Position identification records:
--- Begin ---

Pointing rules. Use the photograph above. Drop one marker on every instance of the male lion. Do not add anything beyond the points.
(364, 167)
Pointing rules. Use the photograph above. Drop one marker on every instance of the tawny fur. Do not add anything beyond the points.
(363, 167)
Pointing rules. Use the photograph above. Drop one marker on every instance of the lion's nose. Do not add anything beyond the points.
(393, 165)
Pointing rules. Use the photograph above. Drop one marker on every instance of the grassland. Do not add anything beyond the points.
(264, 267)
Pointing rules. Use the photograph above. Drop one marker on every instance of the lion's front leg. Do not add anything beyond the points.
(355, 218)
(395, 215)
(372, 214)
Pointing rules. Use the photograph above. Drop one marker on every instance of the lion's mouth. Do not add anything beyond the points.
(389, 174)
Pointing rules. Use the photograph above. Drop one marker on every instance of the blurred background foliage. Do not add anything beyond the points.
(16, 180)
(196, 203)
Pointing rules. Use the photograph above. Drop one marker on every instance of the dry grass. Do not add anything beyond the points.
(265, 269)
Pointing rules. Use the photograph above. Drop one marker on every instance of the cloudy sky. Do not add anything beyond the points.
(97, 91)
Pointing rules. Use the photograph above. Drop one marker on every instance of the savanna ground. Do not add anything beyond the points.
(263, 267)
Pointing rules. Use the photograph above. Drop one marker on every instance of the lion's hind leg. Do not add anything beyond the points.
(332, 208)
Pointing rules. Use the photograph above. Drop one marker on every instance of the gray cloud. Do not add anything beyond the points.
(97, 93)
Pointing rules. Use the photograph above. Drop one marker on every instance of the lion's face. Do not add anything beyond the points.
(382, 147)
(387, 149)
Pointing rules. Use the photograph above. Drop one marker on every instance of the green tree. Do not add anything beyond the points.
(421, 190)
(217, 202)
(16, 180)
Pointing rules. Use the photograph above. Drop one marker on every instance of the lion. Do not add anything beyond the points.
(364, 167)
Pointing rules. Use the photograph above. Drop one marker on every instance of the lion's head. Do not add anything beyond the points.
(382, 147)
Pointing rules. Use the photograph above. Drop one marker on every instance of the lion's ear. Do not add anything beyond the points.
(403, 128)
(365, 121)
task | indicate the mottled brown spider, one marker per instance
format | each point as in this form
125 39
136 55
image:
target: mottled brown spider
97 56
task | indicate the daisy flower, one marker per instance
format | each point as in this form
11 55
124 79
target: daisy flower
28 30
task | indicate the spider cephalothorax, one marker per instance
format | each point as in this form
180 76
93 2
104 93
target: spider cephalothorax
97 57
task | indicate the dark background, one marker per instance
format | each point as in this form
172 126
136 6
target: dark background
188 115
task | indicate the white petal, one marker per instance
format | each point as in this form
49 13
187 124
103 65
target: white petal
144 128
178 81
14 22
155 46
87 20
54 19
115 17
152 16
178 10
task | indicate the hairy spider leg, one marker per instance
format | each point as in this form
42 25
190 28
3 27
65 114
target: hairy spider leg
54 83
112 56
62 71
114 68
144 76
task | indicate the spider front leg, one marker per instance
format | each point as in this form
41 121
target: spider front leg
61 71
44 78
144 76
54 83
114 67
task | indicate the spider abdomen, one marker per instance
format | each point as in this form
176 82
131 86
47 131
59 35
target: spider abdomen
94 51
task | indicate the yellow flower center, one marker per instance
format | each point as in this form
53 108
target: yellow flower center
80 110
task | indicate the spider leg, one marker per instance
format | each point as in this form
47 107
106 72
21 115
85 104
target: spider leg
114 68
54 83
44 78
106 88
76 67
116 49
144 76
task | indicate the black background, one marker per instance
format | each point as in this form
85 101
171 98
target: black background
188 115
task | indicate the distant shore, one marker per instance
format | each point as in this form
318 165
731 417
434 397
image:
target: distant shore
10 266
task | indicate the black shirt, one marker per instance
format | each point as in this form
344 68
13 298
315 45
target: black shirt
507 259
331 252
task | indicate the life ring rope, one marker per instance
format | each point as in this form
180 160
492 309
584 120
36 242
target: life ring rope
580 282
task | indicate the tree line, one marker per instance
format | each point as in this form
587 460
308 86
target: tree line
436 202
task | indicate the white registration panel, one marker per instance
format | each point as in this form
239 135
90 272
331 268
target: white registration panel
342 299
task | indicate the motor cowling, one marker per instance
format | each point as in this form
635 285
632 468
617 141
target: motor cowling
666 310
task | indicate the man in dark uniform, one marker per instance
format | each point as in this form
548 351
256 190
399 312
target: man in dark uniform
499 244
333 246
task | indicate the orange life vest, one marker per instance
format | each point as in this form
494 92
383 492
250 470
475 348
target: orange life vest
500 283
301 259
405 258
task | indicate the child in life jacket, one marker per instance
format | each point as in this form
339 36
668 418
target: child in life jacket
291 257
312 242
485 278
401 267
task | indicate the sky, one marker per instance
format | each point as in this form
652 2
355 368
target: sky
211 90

--- End ---

WHAT TO DO.
Rewrite these lines as a numbered list, omitting any blank lines.

FULL SOLUTION.
1. Pointing rules. Use the photograph above. Drop one marker on every instance of the male lion. Do not add anything beyond the points.
2. (364, 167)
3. Pointing rules. Use the photograph above. Drop one marker on every instance of the tawny fur. Do not add anything beyond the points.
4. (363, 167)
5. Pointing rules. Use the photograph above. Drop one marker on every instance of the lion's nose. Do not add anything beyond the points.
6. (393, 165)
7. Pointing rules. Use the photograph above. Drop one marker on every instance of the grassland. Do not add anything beyond the points.
8. (264, 267)
9. Pointing rules. Use the photograph above. Drop one marker on every instance of the lion's front leg. Do not add anything beyond the points.
10. (355, 218)
11. (395, 215)
12. (372, 214)
13. Pointing rules. Use the photograph above. Drop one marker on every instance of the lion's mouth. Do not add anything beyond the points.
14. (389, 174)
15. Pointing rules. Use the photograph above. Drop one marker on every instance of the blurred background foliage. Do not add anything beyond the points.
16. (16, 180)
17. (196, 203)
18. Pointing rules. Use the photograph above. Drop one marker on every instance of the dry grass. Do not add anything beyond the points.
19. (265, 269)
20. Pointing rules. Use the photograph above. Drop one marker on every instance of the cloudy sky. Do not add anything beyond the points.
21. (97, 91)
22. Pointing rules. Use the photograph above. Drop one marker on every instance of the savanna ground. Do not add anything beyond the points.
23. (263, 267)
24. Pointing rules. Use the photograph above. Drop one marker on every instance of the lion's hind leg. Do not add anything beyond the points.
25. (332, 208)
26. Pointing rules. Use the photograph above. Drop one marker on every instance of the gray cloud. Do not add anything beyond the points.
27. (97, 93)
28. Pointing rules. Use the photograph above. Drop one marker on every instance of the lion's face. Do not add anything beyond the points.
29. (382, 147)
30. (387, 149)
31. Pointing rules. Use the photograph above. Drop one marker on every instance of the green tree. Do not add anything beyond the points.
32. (421, 190)
33. (217, 202)
34. (16, 180)
35. Pointing rules. Use the photograph above. Drop one marker on every instance of the lion. Do not add anything beyond the points.
36. (364, 167)
37. Pointing rules. Use the photograph above. Drop one marker on every instance of the lion's head. Do not add anything beyond the points.
38. (382, 147)
39. Pointing rules. Use the photograph above. Drop one marker on every instance of the lion's ear. Do not add anything beyond the points.
40. (403, 128)
41. (365, 121)
42. task | indicate the mottled brown spider, one marker per instance
43. format | each point as in this form
44. 125 39
45. 136 55
46. image:
47. target: mottled brown spider
48. 97 56
49. task | indicate the daisy flower, one marker per instance
50. format | each point as in this form
51. 11 55
52. 124 79
53. target: daisy flower
54. 28 30
55. task | indicate the spider cephalothorax, one marker per instance
56. format | each point as in this form
57. 180 76
58. 93 2
59. 104 93
60. target: spider cephalothorax
61. 97 57
62. task | indicate the dark background, one marker per instance
63. format | each point as in this form
64. 172 126
65. 136 6
66. target: dark background
67. 188 115
68. task | indicate the white petal, one marker per instance
69. format | each point as in this form
70. 49 13
71. 187 124
72. 103 65
73. target: white petal
74. 144 128
75. 178 81
76. 14 22
77. 155 46
78. 87 20
79. 54 19
80. 115 17
81. 152 16
82. 178 10
83. task | indicate the hairy spider leg, one marker per instance
84. format | each point as in this form
85. 42 25
86. 190 28
87. 3 27
88. 65 114
89. target: hairy spider leg
90. 54 83
91. 112 56
92. 62 71
93. 114 68
94. 144 76
95. task | indicate the spider front leg, one marker per instance
96. format | each point as in this form
97. 41 121
98. target: spider front leg
99. 61 71
100. 44 78
101. 144 76
102. 54 83
103. 114 67
104. task | indicate the spider abdomen, one marker per instance
105. format | each point as in this form
106. 176 82
107. 131 86
108. 47 131
109. 59 35
110. target: spider abdomen
111. 94 51
112. task | indicate the yellow flower center, one marker per instance
113. format | each point as in this form
114. 53 108
115. target: yellow flower center
116. 80 110
117. task | indicate the spider leg, one marker per instance
118. format | each point as in this form
119. 47 107
120. 106 72
121. 21 115
122. 85 104
123. target: spider leg
124. 114 68
125. 54 83
126. 44 78
127. 106 88
128. 76 67
129. 116 49
130. 144 76
131. task | indicate the black background, one marker per instance
132. format | each point as in this form
133. 85 101
134. 171 98
135. target: black background
136. 188 115
137. task | indicate the distant shore, one marker per instance
138. format | each point as in this form
139. 318 165
140. 731 417
141. 434 397
142. image:
143. target: distant shore
144. 10 266
145. task | indicate the black shirt, one marker per instance
146. format | each point as in this form
147. 344 68
148. 13 298
149. 315 45
150. target: black shirt
151. 507 259
152. 331 252
153. task | indicate the life ring rope, one marker per instance
154. format | each point as in this form
155. 180 160
156. 492 309
157. 584 120
158. 36 242
159. target: life ring rope
160. 580 282
161. task | indicate the tree line, one marker per instance
162. format | each point as in this form
163. 587 460
164. 308 86
165. target: tree line
166. 436 202
167. task | indicate the white registration panel, one marker per instance
168. format | each point as in this form
169. 239 135
170. 90 272
171. 331 268
172. target: white registration panel
173. 342 299
174. task | indicate the motor cowling, one marker per instance
175. format | each point as in this form
176. 635 285
177. 632 468
178. 617 141
179. target: motor cowling
180. 666 310
181. task | indicate the man in dark uniform, one marker per instance
182. format | each point as in this form
183. 548 351
184. 256 190
185. 399 312
186. target: man in dark uniform
187. 499 244
188. 333 246
189. task | indicate the orange life vest, one marker per instance
190. format | each point as in this form
191. 494 92
192. 383 492
193. 250 470
194. 475 348
195. target: orange life vest
196. 500 283
197. 301 259
198. 405 258
199. task | indicate the child in life jacket, one marker per instance
200. format | each point as in this form
201. 339 36
202. 668 418
203. target: child in life jacket
204. 291 257
205. 312 242
206. 485 278
207. 401 267
208. task | indicate the sky, one marker per instance
209. format | each point as in this form
210. 652 2
211. 355 368
212. target: sky
213. 211 90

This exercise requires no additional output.